Your objective
Beginning at the line that contains "Indicate each instance of the lower" and ending at the last line of the records below, retype each line exactly and add nothing.
[[ Given records open ]]
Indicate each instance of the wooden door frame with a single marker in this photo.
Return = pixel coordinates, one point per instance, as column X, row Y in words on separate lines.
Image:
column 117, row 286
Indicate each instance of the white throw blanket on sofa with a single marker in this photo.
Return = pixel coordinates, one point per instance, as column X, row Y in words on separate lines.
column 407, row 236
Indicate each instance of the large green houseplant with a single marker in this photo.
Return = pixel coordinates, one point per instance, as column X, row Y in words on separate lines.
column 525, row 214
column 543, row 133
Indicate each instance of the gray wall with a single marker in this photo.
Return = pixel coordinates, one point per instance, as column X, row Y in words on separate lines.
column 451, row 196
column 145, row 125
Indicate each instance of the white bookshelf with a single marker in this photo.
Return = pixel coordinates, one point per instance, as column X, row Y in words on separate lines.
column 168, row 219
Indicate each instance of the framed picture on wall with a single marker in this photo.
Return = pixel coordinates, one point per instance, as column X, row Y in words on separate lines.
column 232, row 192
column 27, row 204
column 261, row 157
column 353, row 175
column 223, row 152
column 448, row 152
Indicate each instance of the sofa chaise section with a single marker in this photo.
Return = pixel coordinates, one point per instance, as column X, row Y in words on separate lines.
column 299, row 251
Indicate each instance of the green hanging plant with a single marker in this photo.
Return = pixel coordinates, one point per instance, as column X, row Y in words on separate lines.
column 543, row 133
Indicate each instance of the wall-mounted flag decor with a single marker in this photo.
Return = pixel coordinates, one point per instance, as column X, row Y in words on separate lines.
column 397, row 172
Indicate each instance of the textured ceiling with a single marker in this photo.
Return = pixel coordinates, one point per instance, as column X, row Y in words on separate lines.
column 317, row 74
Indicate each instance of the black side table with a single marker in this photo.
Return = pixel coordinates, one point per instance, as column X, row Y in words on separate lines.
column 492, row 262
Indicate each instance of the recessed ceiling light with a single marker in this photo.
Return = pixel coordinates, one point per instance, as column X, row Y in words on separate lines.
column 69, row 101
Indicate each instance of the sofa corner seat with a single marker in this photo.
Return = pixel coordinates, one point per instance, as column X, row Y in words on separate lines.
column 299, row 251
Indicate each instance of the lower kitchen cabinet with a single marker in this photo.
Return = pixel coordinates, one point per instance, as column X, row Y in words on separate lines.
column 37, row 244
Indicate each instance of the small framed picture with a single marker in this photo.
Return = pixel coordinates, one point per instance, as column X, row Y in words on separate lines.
[[ Given records closed ]]
Reply
Indicate each instance of the lower kitchen cabinet with a single marker in this photo.
Return = pixel coordinates, one point per instance, as column X, row Y in words on separate lines.
column 37, row 244
Indicate each instance of the small framed picture with a single marker in this photo.
Return = pixel coordinates, one point per instance, as column X, row Y in words on separate lines.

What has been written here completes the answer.